Source data:

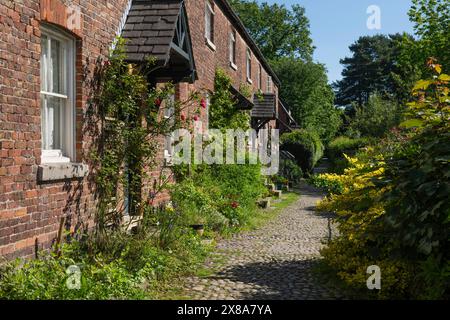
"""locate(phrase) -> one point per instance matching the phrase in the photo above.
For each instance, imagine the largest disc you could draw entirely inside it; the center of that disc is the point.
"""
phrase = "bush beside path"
(275, 261)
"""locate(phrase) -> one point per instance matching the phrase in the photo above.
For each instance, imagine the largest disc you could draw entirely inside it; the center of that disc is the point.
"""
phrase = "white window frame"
(208, 104)
(233, 49)
(249, 66)
(169, 112)
(260, 77)
(209, 20)
(67, 121)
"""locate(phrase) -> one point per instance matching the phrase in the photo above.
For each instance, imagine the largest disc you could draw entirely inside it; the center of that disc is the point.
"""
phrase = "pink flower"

_Exercise description:_ All the records need to be repeated exactly, with the images dropped.

_Answer for this exercise:_
"""locate(phrase) -> one point per instance matching the phrase in the photo above.
For each instance, imagine the largest disc you could draw entirely inside it; the center of that disc is the point.
"""
phrase = "bush beside path"
(275, 261)
"""locate(phrase) -> one point per instance matching the phrase in the photo above.
For each instance, imagine the largest disc you could draw entirely inside it; the center of that disc is the point.
"""
phrase = "white window frame"
(208, 104)
(233, 49)
(249, 66)
(169, 112)
(260, 77)
(209, 20)
(67, 121)
"""locate(phrase) -> one point per instance matching the phrase in the photo above.
For each instance, imagine the largest disc you could draw entirely inside it; the center of that disc is the point.
"""
phrase = "pink flower"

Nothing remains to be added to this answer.